BEGIN INFORMATION PROVIDED

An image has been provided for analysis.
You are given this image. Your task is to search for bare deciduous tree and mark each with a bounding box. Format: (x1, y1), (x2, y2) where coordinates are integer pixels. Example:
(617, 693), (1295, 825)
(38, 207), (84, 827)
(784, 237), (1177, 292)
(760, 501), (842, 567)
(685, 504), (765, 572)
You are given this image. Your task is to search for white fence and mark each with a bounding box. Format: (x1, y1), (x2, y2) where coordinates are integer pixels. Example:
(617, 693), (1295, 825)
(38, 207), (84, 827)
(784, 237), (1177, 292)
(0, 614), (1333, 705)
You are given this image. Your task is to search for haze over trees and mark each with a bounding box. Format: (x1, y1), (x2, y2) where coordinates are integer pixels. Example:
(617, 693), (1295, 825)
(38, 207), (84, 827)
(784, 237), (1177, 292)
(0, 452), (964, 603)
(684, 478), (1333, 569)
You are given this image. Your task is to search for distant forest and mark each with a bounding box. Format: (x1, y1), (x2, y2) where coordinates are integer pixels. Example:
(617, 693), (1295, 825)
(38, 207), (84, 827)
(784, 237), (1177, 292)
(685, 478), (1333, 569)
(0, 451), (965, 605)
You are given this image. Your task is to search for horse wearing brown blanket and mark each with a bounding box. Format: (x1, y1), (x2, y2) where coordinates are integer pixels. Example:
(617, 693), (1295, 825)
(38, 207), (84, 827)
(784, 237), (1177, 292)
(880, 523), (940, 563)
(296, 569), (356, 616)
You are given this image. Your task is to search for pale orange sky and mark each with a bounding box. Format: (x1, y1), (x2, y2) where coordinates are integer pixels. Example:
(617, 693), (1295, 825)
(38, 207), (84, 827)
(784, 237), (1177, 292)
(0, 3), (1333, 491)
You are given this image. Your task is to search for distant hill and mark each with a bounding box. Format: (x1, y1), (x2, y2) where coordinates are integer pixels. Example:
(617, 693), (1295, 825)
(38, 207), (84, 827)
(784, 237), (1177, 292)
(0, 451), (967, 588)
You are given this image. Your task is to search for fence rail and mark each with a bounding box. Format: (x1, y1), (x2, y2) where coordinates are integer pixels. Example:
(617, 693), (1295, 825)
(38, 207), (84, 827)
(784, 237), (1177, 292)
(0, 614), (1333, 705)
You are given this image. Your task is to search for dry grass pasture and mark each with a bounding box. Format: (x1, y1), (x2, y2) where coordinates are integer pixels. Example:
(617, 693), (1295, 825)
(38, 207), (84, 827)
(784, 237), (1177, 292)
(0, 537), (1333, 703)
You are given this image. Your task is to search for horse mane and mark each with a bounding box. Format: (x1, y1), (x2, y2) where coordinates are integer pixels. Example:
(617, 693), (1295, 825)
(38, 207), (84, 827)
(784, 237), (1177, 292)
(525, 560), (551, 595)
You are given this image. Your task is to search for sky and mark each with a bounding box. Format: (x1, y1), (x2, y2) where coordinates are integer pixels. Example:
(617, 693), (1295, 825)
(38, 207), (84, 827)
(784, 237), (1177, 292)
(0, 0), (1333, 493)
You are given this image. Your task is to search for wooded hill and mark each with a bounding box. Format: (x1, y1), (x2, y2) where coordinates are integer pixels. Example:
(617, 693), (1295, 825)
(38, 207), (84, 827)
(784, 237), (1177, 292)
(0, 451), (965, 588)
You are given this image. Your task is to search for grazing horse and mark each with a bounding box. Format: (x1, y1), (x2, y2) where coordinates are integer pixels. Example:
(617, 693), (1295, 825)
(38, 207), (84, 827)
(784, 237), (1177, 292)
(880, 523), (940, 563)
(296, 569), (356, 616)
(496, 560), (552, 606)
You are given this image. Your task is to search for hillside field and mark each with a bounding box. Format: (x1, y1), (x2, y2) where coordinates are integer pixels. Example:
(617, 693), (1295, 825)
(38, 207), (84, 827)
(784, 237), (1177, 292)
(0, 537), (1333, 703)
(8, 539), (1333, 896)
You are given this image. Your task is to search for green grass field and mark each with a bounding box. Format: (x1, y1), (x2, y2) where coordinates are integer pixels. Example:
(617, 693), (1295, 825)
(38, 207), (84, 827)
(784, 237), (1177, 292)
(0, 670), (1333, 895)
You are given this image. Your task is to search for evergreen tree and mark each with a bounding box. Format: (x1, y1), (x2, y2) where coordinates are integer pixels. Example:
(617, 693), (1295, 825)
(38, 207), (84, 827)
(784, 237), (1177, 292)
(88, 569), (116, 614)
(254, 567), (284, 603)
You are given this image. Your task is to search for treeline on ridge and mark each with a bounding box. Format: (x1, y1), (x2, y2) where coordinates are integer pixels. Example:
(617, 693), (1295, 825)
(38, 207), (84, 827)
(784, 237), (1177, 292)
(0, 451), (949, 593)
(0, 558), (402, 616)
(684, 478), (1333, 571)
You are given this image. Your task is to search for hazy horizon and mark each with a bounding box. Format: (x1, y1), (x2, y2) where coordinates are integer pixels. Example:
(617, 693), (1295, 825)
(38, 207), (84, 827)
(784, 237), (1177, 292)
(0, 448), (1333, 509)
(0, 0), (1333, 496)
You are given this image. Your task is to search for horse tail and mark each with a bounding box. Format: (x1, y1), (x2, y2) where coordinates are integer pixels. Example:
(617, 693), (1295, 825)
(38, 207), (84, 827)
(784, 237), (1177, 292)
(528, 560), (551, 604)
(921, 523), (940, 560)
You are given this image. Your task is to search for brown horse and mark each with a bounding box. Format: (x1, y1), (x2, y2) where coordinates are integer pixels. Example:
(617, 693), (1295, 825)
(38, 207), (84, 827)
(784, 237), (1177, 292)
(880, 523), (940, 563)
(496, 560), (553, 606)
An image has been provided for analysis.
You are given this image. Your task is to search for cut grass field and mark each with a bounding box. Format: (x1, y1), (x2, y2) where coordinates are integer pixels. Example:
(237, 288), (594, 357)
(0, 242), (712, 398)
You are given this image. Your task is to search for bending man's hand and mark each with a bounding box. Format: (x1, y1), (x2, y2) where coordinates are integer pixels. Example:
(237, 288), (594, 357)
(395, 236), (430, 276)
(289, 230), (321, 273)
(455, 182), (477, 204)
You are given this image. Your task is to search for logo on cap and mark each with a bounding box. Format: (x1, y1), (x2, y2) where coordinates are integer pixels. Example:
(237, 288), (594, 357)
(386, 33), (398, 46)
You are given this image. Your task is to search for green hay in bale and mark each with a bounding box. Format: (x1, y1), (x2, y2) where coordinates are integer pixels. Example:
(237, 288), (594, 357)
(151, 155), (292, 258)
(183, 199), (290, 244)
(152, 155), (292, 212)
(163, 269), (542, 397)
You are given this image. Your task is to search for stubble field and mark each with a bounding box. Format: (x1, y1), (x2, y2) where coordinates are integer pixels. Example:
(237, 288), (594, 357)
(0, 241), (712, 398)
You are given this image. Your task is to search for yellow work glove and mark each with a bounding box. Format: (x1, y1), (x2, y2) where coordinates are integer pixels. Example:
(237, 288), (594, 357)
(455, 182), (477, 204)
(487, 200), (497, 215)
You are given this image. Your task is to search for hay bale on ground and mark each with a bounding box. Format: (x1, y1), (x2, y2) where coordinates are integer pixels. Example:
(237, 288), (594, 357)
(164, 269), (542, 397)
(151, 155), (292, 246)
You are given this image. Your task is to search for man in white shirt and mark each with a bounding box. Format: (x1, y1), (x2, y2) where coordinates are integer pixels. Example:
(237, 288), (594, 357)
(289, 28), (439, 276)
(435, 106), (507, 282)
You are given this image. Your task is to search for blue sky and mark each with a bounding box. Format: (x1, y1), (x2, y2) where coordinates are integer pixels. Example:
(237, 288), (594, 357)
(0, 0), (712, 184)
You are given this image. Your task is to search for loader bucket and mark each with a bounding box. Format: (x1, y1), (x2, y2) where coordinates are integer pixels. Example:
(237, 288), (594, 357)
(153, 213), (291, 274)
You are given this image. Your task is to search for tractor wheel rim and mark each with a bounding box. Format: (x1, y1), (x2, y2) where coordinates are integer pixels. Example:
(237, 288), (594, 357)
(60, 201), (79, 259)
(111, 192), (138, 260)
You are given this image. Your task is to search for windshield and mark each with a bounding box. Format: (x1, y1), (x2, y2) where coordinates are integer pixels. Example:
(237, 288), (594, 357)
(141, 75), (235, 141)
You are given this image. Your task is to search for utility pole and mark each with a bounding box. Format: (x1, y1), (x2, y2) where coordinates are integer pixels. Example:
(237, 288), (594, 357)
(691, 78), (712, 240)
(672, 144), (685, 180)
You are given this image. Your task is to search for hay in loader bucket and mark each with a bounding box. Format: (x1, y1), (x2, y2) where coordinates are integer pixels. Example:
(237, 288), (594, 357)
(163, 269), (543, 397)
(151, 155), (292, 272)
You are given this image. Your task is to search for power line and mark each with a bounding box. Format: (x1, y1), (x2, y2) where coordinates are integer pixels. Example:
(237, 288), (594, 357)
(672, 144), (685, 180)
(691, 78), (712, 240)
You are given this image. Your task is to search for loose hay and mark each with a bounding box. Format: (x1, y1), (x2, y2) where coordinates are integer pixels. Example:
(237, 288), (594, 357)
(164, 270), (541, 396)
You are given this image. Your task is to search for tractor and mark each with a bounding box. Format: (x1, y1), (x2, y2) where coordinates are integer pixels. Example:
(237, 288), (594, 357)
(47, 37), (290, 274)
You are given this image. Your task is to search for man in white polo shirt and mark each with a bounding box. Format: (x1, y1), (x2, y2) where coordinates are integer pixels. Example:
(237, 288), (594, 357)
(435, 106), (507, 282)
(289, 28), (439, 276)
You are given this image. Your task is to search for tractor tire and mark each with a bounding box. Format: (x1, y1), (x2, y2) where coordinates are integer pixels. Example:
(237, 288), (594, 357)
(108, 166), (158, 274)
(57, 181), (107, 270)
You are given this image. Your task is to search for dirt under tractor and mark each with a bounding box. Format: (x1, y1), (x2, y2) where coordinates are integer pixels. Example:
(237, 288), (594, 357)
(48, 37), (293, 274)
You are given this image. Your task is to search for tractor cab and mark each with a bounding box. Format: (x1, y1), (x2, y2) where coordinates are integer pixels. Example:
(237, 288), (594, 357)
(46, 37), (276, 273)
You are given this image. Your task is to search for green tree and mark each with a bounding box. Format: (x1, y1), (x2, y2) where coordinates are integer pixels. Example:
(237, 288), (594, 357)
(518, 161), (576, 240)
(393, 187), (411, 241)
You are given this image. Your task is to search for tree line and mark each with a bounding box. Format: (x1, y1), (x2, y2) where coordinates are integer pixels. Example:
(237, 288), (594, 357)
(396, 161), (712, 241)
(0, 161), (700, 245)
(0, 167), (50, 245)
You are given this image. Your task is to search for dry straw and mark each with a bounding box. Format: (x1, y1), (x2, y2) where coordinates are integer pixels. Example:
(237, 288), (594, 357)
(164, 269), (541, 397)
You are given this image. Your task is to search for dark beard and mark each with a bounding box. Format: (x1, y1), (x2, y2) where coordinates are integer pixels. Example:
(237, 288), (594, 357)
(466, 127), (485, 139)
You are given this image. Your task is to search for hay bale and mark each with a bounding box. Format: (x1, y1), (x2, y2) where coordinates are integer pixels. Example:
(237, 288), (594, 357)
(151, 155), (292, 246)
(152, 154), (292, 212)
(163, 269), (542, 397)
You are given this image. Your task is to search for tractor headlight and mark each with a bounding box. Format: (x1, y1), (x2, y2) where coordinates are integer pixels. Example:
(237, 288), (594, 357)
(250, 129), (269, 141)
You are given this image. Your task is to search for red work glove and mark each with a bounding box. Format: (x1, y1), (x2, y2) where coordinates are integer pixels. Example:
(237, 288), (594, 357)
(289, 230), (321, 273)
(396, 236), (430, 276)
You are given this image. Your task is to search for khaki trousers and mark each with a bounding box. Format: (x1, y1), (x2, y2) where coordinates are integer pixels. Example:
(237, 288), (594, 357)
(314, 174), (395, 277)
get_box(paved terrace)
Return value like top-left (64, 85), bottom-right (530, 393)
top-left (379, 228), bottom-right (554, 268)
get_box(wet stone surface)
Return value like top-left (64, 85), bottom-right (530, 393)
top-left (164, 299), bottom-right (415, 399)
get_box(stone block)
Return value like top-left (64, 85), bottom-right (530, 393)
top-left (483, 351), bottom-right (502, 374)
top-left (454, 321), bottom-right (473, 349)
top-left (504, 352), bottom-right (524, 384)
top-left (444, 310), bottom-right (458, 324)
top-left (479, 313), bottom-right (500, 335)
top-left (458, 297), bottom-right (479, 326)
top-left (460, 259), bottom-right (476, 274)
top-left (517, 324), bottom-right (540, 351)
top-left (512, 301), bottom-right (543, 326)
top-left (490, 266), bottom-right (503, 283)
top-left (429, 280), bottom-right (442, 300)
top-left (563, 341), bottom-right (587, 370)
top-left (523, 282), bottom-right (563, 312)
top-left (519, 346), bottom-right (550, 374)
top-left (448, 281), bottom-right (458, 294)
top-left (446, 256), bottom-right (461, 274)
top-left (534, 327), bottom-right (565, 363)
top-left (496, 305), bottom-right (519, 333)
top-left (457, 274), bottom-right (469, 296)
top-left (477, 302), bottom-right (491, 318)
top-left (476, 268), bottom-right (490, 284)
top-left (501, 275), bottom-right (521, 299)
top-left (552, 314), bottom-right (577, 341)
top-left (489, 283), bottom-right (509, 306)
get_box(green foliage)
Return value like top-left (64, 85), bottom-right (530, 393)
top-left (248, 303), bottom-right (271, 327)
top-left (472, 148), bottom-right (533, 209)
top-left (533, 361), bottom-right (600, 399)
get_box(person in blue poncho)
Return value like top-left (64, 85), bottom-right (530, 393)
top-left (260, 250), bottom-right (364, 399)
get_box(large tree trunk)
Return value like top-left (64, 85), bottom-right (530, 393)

END INFORMATION PROVIDED

» WORK TO DO:
Reproduce the part of the material that opens with the line containing "search for logo" and closes with the line containing "(0, 241), (712, 398)", keeping both of those lines and every line between them unchanged.

» ANSWER TO THE EXERCISE:
You are given this image. Your task is to search for logo on cap and mark each with a bounding box. Format: (x1, y1), (x2, y2) where coordinates are integer pixels. Example:
(237, 288), (594, 357)
(386, 33), (398, 46)
You are given this image. Your task is to search for green hay in bale and mark each with a bounding box. Format: (x1, y1), (x2, y2) where coordinates are integer pixels. Example:
(237, 288), (594, 357)
(151, 155), (292, 258)
(183, 199), (290, 244)
(152, 155), (292, 212)
(163, 269), (542, 397)
You are given this image. Your task is to search for stubble field and mark each with a bounding box. Format: (x1, y1), (x2, y2) where coordinates are integer pixels. Example:
(237, 288), (594, 357)
(0, 241), (712, 398)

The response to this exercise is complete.